====== Text section ======
Overtaking will remain very difficult and the drivers will be pushed to their limits during the 78 laps of the Grand Prix.
Champion Leader Max Verstappen
I am excited to get back to racing this week. Not racing in Imola was the right decision and I know it was not taken lightly but some things are obviously more important than racing and this was one of those occasions. Looking ahead to Monaco, qualifying is so important there so we need to make sure we are as strong as we can be in that session. The circuit in Monaco is super tight, even more than other street circuits. So, nailing a quali lap here is extremely difficult but at the same time very exciting. The race is usually heavily dependent on the strategy as overtaking is almost impossible. And of course, I live in Monaco so it’s nice to go home every evening during the Grand Prix weekend.
MARIO ISOLA – MOTORSPORT DIRECTOR
“A race that has made history”
“We’re heading to a Monaco Grand Prix that’s somewhat different to what we expected. It should have been the second race of a European triple-header but instead it’s going to be the first due to the cancellation of Imola. Those images of devastation are still fresh in our minds and we want to express our solidarity once more with the families of the victims, as well as all those who have suffered such huge losses.
Monaco has written its own chapter in the history of Formula 1. The characteristics of this unique circuit, largely unaltered for more than 60 years, make it a true one-off that has often sprung surprises. No other track can allow a driver to compensate for any technical shortcomings of their car in the same way, and just one incident can shake things up entirely. The difficulty of overtaking can sometimes detract from the spectacle in the race, but that only makes Saturday’s qualifying all the more exciting, as grid position assumes a particular importance to the final result on Sunday. As is often the case on street circuits, Pirelli has nominated the softest tires in the range. One of the peculiarities of Monaco is the fact that the track is opened to normal traffic every evening, which means that it’s very hard for rubber to build up on the racing line, making the surface even more slippery. With Imola having been scrubbed, Monaco could now become the debut for the new Cinturato Blue full wet without tire blankets, obviously depending on weather conditions: another potential random factor this weekend.”
====== Data to examine ======
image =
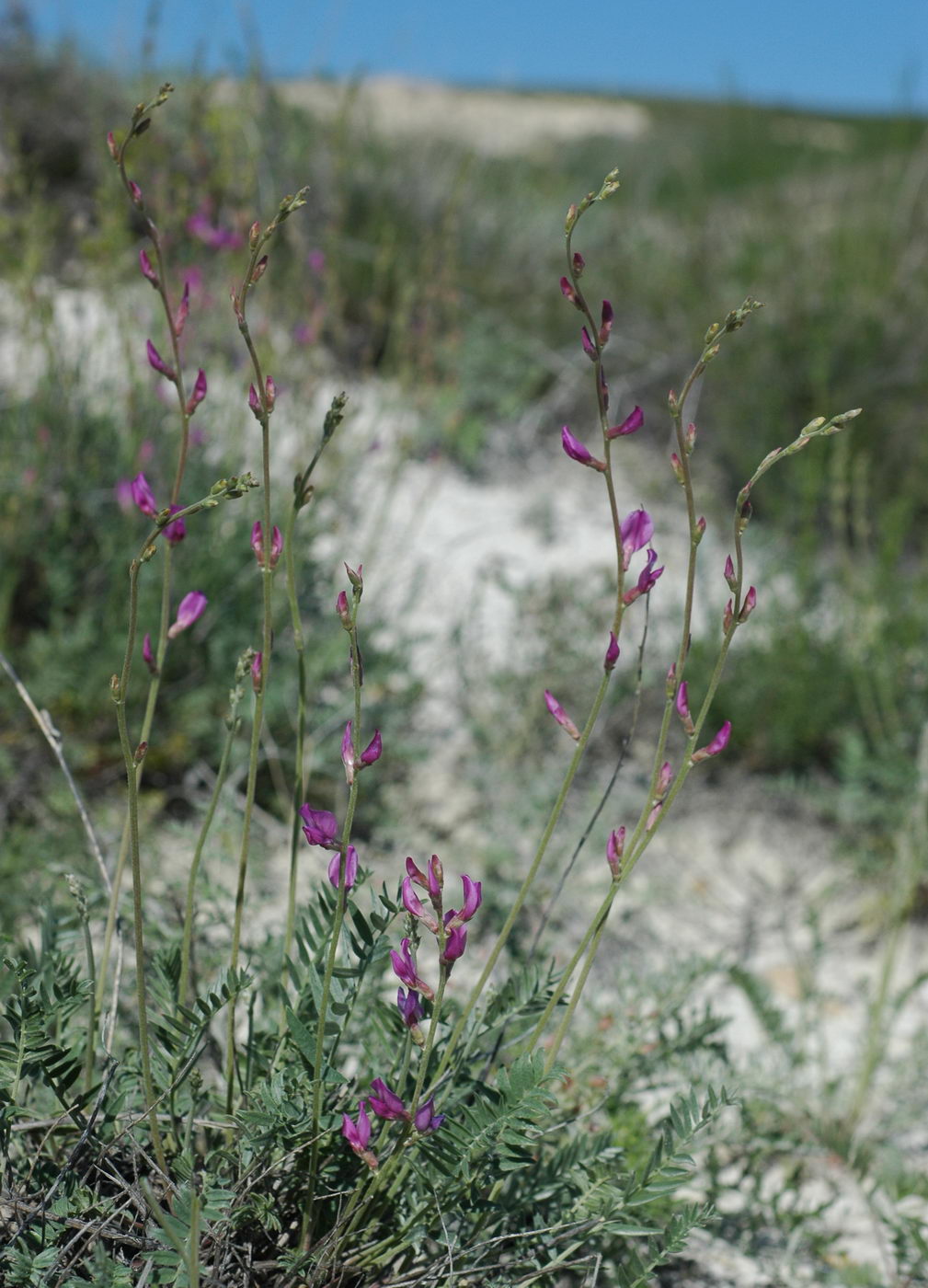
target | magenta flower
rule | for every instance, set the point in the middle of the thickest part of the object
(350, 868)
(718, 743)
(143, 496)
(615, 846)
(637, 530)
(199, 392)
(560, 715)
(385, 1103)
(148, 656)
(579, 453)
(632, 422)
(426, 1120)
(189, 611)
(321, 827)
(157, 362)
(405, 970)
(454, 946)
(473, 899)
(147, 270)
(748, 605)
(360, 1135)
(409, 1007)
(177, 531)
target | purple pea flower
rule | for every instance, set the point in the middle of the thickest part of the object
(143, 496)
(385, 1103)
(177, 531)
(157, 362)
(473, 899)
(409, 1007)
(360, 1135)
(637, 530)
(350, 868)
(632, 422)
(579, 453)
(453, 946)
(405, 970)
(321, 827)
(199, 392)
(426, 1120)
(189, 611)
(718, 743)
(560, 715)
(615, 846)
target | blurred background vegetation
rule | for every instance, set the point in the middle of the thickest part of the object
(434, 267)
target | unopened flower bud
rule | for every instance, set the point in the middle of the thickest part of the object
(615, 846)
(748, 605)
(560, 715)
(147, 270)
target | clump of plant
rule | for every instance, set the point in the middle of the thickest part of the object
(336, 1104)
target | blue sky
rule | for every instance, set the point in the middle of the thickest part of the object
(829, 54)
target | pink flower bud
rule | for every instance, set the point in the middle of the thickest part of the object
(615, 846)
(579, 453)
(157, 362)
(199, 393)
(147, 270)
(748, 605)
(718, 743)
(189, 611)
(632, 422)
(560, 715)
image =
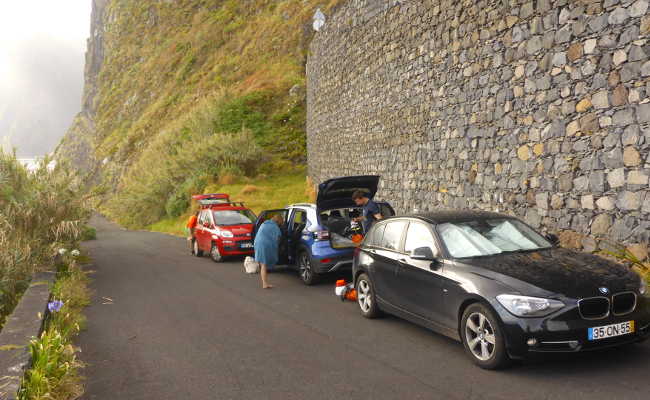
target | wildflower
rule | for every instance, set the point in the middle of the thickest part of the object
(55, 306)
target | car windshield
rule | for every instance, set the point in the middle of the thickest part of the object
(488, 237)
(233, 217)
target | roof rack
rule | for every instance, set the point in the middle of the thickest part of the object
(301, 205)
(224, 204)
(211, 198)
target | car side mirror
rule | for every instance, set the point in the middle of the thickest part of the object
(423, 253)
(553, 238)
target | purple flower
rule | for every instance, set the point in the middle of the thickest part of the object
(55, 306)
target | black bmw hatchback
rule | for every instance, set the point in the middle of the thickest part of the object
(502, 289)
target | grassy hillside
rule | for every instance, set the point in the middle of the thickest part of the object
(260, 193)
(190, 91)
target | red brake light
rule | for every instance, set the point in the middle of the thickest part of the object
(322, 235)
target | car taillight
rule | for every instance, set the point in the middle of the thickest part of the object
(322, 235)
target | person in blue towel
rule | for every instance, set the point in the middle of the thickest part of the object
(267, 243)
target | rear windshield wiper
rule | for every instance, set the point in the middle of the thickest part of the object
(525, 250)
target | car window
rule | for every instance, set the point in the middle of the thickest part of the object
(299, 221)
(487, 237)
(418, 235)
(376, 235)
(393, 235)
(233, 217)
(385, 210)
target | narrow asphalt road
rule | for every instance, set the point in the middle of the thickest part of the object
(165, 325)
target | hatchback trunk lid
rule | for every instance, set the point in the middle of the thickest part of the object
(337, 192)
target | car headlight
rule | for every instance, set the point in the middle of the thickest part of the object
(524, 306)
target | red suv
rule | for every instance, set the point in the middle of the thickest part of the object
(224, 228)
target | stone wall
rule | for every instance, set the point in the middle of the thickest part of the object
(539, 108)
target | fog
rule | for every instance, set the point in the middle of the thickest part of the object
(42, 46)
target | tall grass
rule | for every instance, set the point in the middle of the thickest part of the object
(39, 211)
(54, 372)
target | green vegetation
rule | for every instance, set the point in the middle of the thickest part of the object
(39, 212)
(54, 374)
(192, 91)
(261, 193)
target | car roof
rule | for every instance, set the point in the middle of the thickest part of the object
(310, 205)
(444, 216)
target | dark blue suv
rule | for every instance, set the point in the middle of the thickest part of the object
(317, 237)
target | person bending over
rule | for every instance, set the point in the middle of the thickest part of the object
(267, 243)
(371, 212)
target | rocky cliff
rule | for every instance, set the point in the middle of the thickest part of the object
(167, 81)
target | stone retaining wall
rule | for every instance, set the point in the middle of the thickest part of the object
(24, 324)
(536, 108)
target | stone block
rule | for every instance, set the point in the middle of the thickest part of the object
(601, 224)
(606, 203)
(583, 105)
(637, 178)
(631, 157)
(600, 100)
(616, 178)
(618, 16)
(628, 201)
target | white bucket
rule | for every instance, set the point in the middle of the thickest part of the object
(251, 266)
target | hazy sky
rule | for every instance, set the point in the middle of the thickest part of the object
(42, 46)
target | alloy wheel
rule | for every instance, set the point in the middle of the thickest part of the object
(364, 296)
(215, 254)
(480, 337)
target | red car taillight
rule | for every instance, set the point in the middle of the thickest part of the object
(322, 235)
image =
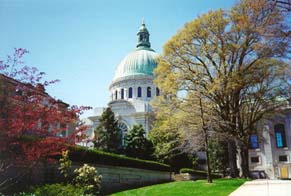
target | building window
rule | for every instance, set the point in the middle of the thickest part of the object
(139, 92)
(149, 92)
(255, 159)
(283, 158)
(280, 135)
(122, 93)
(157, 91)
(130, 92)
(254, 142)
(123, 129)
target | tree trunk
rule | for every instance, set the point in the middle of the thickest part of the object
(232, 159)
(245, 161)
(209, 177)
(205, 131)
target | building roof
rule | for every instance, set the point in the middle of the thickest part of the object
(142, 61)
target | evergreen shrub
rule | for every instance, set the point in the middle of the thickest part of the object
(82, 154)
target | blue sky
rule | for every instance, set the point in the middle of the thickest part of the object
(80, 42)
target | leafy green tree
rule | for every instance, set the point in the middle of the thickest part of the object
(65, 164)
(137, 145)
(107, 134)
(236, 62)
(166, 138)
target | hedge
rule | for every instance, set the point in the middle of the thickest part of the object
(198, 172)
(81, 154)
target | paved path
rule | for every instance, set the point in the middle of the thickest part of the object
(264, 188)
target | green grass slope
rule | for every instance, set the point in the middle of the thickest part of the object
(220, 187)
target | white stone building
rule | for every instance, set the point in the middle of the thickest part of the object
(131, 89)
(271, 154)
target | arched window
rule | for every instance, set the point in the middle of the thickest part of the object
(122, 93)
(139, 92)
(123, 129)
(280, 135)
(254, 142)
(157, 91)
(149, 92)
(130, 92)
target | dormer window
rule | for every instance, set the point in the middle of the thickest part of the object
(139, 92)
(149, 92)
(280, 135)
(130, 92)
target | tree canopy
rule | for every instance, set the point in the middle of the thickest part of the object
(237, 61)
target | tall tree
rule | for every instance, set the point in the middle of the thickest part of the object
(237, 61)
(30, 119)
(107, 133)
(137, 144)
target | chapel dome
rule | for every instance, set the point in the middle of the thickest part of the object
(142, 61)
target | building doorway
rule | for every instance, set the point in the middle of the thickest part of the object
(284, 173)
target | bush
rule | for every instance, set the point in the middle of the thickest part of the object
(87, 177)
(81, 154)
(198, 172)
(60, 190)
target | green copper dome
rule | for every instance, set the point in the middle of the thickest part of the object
======
● Work order A: Summarize the Monaco Grand Prix text in two sentences.
● Work order B: Set down the part of the Monaco Grand Prix text that opens with the words "MARIO ISOLA –" and closes with "such huge losses.".
The material has no connection to the Monaco Grand Prix text.

● Worked solution A: Max Verstappen says qualifying is vital on the very tight Monaco circuit, where overtaking is almost impossible and the race usually depends heavily on strategy. Mario Isola notes that Monaco is now the first race of a European triple-header because Imola was canceled, that Pirelli has nominated its softest tires, and that the new Cinturato Blue full wet could debut there depending on the weather.

● Worked solution B:
MARIO ISOLA – MOTORSPORT DIRECTOR
“A race that has made history”
“We’re heading to a Monaco Grand Prix that’s somewhat different to what we expected. It should have been the second race of a European triple-header but instead it’s going to be the first due to the cancellation of Imola. Those images of devastation are still fresh in our minds and we want to express our solidarity once more with the families of the victims, as well as all those who have suffered such huge losses.